Action item | Output all entries verbatim. Skip pictures.

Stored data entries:
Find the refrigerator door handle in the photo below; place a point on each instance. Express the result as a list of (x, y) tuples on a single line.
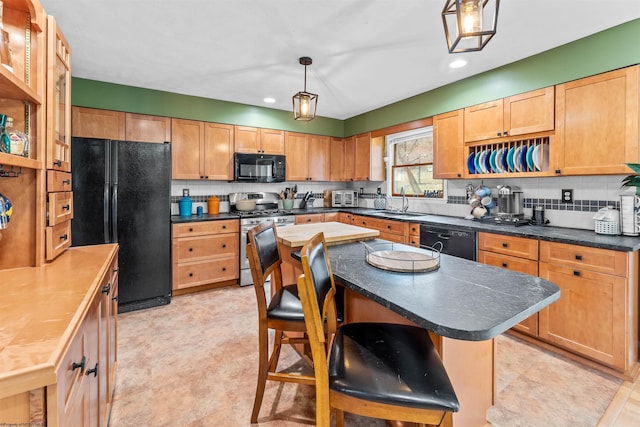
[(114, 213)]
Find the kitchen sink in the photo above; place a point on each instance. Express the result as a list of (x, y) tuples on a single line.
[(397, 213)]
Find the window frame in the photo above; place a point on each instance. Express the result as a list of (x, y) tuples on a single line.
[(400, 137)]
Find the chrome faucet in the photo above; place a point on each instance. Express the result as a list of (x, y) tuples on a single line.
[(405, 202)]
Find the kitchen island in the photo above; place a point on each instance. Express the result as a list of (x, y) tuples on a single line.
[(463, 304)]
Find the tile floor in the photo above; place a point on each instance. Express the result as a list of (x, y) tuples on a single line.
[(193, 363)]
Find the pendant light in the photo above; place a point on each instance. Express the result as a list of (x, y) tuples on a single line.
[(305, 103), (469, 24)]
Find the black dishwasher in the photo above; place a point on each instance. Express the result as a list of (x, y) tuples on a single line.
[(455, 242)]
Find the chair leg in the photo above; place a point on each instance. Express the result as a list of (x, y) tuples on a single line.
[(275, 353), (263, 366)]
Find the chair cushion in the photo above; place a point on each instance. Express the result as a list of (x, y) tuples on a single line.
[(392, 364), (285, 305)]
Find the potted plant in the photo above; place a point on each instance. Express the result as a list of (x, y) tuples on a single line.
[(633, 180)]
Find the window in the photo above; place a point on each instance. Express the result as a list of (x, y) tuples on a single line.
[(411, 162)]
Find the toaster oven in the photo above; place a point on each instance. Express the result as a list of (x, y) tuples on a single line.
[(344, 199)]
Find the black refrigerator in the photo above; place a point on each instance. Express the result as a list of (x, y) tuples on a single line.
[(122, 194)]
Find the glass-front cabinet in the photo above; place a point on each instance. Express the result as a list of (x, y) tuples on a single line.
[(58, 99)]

Expected answer |
Find the refrigerator door handle in the photo below; place a point on each instance. Express the result as a list of (x, y) tuples on a single line.
[(114, 213)]
Find the kitchen sink in the photo above; place a point on each instance. Express the result as a list of (x, y) tuples on a single line.
[(397, 213)]
Find the window frame in the photo above; place a point on each instance. Express the result as a list of (x, y) tuples on a single line.
[(400, 137)]
Find the chrome faucet in the photo above; place a point on each instance. Express the result as a list of (x, y) tuples on a single line.
[(405, 202)]
Find the kitchen island in the photo above; place a point on each instance. Express the result as a list of (x, y) tuples on a single line.
[(463, 304)]
Find the tile floor in the photo above; place a point on each instance. Express the result as a list of (x, y) tuples on a single line.
[(193, 363)]
Find the pendant light in the photo above; place a point on each instance. Express the result as a list of (x, y) tuples on a single line.
[(305, 103), (469, 24)]
Find the black dishwasher in the photo above; place a point on each instance. Express the result as a list of (x, y) tuples on a single line.
[(455, 242)]
Find the chair leg in the photo above; place a point on each instance. Express the result as a list of (x, y) tuples on a single line.
[(275, 353), (263, 366)]
Find the chair cushion in the photo above; place a point on each instance. Express the result as a list of (x, y) tuples on a single line.
[(392, 364), (285, 305)]
Find the potted plant in the photo above; place a point on each instance. Express the result as a list of (x, y) tuples on a single line.
[(633, 180)]
Find the window in the photo above; place a point on each instance. Express the result as a list of (x, y) tuples on a single line.
[(411, 162)]
Find the toaster oven in the photo above; place a point on each instance. Express the result as a list of (x, y) tuples on a single line.
[(344, 199)]
Find the black refrigerator in the photo above; place a point on each instance. Express the result as a list of (x, y) tuples on a single line.
[(122, 194)]
Find the glass-front cabinet in the photo above; place a point on each instance. Express the result as a list of (x, y) tuples on a single line.
[(58, 99)]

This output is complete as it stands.